-- start of Given data --
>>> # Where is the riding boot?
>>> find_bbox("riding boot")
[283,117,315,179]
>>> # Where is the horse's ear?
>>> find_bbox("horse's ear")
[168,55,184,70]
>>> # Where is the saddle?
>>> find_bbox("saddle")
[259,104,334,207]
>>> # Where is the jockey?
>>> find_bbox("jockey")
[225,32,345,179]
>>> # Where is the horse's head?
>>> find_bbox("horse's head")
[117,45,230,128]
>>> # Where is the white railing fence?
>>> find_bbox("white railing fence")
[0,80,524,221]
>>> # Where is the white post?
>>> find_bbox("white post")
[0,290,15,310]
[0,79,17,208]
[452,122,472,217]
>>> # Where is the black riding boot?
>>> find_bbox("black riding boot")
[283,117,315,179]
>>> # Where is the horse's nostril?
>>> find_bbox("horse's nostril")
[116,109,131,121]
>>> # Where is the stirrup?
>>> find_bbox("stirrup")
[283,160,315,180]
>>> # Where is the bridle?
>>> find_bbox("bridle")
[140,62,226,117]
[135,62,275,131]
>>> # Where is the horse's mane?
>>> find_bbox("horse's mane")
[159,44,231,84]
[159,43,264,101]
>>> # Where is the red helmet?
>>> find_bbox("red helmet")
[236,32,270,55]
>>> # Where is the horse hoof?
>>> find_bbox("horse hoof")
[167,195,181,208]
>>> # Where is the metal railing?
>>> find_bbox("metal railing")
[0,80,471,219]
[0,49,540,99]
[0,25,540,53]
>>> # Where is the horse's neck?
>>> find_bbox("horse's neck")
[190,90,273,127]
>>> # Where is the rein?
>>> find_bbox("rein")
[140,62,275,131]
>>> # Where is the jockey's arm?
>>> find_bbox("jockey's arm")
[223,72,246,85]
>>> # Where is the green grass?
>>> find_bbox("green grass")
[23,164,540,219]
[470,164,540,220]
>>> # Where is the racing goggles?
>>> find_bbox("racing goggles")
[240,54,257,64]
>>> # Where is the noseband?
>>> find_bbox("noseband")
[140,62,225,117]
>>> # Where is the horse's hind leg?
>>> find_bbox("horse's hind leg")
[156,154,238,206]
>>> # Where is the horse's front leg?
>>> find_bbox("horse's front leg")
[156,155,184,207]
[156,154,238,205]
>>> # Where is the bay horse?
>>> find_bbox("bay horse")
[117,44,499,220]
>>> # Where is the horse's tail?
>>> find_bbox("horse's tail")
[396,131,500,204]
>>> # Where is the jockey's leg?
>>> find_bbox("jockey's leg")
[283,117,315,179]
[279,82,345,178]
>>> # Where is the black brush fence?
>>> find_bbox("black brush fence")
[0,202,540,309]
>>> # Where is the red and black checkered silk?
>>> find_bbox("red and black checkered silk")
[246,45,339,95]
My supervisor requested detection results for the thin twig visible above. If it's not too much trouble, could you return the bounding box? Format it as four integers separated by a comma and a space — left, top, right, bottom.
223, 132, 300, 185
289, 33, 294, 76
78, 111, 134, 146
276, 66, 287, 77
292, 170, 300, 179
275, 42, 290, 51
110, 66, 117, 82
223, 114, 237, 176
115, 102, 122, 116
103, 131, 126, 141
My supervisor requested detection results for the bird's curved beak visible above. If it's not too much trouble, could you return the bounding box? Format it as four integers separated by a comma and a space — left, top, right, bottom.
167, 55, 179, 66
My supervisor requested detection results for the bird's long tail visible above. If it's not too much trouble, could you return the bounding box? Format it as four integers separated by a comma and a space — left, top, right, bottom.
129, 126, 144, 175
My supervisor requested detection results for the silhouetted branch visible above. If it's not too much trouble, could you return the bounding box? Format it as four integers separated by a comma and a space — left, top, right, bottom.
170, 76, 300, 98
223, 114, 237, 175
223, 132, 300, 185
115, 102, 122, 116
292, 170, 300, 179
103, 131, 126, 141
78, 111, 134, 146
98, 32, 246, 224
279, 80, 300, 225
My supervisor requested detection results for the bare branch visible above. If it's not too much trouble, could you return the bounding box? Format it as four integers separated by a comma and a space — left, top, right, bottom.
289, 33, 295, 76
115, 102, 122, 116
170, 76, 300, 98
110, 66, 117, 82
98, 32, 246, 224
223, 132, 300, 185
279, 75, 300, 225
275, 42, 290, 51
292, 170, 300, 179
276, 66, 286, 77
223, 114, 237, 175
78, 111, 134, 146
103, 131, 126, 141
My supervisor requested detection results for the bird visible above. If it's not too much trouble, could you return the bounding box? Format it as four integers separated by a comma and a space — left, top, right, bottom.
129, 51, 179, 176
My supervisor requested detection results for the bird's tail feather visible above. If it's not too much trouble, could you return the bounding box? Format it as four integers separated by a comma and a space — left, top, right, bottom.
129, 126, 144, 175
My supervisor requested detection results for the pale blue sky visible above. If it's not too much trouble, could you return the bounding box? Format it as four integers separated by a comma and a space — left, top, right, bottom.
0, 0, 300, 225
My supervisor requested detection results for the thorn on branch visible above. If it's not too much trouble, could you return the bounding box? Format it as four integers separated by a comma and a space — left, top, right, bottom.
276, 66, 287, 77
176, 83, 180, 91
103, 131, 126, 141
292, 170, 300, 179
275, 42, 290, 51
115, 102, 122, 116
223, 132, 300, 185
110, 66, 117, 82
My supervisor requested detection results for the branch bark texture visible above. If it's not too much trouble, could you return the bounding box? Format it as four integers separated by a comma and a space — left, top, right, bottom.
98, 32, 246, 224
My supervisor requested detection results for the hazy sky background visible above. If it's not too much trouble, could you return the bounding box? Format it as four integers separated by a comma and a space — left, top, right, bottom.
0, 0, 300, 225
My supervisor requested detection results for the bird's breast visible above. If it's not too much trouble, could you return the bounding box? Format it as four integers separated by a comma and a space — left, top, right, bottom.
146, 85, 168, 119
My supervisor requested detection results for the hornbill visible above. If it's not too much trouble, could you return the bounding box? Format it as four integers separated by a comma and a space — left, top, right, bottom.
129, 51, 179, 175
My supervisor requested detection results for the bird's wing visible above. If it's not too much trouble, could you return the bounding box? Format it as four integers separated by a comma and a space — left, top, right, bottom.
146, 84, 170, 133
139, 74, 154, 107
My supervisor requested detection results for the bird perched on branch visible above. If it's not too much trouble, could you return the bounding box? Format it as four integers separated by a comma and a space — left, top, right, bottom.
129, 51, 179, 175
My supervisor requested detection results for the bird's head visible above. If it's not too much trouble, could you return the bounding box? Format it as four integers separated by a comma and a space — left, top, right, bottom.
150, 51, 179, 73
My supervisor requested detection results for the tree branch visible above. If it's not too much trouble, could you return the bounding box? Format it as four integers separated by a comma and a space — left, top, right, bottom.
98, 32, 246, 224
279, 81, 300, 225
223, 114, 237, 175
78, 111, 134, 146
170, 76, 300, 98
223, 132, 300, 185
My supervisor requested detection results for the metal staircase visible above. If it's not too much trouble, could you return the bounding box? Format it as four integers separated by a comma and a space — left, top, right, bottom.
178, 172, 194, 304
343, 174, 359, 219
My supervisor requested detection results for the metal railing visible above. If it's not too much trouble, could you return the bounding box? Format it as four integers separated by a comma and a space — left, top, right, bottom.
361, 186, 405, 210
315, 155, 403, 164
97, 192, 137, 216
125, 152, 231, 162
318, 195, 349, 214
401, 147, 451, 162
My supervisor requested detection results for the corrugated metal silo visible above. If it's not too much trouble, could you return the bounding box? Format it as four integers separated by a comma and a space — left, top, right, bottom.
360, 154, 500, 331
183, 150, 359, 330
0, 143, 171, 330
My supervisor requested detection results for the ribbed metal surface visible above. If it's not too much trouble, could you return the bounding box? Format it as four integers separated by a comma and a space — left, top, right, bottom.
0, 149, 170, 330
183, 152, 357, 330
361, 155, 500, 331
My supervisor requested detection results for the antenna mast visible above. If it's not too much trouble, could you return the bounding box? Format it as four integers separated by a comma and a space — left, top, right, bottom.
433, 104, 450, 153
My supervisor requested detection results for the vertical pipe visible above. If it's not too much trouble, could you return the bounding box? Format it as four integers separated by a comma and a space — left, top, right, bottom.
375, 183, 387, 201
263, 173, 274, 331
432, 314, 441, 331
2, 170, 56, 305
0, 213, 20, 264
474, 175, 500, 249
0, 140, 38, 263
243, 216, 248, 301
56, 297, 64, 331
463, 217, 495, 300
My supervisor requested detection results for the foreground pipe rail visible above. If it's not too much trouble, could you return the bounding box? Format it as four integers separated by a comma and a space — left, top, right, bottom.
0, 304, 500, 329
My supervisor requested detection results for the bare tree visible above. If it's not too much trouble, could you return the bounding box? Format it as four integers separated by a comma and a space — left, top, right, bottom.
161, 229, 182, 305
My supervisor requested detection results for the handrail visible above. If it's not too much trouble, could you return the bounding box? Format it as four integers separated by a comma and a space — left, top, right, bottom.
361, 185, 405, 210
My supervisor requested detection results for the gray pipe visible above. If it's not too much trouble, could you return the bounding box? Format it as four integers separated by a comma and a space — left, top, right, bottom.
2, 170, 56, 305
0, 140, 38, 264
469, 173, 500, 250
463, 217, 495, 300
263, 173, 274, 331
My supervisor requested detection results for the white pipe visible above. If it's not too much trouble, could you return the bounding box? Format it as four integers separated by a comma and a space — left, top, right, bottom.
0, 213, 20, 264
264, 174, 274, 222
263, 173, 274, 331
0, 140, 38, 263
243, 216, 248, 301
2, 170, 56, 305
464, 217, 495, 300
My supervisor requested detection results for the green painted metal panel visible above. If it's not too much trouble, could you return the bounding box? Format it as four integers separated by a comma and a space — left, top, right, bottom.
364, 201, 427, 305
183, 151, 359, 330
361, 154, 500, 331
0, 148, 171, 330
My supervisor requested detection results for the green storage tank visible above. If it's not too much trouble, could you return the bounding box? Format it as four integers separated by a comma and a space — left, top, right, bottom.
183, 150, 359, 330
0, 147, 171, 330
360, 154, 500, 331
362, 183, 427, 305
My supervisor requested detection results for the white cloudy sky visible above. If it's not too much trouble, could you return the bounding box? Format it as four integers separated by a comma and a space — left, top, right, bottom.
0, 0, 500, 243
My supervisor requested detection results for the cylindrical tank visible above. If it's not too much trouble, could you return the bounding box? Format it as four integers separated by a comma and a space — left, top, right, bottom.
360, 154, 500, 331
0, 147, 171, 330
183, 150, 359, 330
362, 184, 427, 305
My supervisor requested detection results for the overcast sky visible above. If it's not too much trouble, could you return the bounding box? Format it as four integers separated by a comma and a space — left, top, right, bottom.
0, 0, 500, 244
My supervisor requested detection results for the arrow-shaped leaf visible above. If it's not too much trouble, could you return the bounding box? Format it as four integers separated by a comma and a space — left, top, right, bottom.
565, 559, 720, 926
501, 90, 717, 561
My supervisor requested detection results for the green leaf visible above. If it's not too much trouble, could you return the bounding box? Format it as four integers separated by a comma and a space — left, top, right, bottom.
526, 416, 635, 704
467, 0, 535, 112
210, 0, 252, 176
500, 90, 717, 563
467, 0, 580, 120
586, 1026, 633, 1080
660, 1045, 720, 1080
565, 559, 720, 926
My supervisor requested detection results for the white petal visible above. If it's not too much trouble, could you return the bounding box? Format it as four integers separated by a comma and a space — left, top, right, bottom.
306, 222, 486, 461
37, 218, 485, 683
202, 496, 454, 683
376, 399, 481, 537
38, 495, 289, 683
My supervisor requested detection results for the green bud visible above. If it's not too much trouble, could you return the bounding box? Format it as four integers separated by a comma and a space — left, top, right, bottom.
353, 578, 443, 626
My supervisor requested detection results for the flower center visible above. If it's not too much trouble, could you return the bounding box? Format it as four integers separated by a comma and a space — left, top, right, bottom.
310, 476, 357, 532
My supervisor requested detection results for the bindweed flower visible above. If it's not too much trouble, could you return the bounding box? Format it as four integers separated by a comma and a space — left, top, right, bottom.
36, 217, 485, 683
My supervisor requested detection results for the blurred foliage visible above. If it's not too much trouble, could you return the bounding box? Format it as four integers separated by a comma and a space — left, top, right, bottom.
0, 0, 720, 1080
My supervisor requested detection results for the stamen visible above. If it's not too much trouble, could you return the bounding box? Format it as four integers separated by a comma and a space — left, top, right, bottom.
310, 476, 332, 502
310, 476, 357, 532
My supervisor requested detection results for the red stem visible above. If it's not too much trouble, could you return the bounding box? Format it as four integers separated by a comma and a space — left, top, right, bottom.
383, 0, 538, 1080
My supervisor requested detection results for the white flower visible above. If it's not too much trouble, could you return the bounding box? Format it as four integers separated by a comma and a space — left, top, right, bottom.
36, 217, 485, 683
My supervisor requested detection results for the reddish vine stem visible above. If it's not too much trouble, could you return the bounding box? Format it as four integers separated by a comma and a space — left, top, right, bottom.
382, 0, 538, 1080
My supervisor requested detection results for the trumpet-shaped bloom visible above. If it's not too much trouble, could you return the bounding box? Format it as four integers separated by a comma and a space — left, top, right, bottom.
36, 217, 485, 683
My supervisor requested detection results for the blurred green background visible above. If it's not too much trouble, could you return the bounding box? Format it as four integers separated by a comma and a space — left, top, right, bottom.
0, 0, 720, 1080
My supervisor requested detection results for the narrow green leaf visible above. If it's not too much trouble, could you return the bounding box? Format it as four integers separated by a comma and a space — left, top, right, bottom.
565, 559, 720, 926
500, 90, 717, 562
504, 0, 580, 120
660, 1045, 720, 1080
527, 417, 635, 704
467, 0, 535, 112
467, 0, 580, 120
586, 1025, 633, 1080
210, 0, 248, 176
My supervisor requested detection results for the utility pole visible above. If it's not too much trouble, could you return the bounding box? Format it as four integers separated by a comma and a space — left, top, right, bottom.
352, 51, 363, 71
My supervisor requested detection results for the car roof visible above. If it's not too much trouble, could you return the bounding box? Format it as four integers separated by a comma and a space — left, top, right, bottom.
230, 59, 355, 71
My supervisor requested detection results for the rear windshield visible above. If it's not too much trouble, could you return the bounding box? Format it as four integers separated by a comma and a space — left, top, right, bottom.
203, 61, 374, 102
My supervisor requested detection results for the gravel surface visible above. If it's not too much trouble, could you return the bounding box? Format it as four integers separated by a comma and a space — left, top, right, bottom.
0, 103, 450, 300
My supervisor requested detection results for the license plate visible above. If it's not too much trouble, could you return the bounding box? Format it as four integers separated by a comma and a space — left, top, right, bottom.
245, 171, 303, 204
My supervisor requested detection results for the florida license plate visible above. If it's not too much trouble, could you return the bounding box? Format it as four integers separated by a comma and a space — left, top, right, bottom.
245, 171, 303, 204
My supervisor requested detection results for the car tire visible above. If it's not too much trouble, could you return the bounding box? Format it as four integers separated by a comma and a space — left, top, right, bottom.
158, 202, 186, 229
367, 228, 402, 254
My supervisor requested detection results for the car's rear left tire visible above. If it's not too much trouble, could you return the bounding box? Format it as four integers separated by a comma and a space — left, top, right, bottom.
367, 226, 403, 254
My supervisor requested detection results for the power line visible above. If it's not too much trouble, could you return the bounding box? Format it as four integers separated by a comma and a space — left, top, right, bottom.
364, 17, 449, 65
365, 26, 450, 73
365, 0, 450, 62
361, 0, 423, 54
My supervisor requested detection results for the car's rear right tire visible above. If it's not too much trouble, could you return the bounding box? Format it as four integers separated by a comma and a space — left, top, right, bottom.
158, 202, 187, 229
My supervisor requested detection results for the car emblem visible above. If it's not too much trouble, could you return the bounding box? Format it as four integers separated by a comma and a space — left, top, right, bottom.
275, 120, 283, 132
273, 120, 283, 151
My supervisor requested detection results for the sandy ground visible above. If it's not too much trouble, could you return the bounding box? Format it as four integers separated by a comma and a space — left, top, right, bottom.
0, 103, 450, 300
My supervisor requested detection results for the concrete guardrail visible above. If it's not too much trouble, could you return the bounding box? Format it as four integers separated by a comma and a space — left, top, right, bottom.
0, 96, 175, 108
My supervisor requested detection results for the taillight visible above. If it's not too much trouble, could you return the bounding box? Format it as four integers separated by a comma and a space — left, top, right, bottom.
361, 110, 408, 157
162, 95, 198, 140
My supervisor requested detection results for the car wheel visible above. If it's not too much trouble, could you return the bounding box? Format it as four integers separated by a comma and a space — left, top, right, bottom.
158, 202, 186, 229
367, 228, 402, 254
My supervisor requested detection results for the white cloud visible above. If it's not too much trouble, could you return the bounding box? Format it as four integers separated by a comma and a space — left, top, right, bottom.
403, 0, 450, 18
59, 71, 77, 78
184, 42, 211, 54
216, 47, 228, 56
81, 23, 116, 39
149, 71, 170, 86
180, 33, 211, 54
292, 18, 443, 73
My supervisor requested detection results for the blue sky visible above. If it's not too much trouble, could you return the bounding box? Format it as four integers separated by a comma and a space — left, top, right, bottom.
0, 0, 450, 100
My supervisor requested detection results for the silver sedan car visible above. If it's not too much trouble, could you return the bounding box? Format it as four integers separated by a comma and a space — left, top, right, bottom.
-- end of Given data --
Problem requirements
Reproduce exactly the line containing "white cloud visible" and every line after it through the end of the records above, and nothing else.

Task solution
My supervisor requested detection results for the white cloud visible above. If it's not too much trouble, could you return the bounding box? Format it as four integers separated by a comma and a space — left, top, right, bottom.
403, 0, 450, 18
59, 71, 77, 78
184, 42, 211, 54
216, 47, 228, 56
81, 23, 116, 39
149, 71, 170, 86
180, 33, 211, 54
292, 18, 443, 73
My supervisor requested detection results for the blue sky visible above. If it's not too much trouble, could you return the bounding box? Format it as four integers separated by a comma and a space — left, top, right, bottom.
0, 0, 450, 100
My supervisor requested detection results for the silver sedan car visible above. If it's not too much trouble, could you return the bounding box? Format it as four integers separated by a comma and a space — left, top, right, bottom.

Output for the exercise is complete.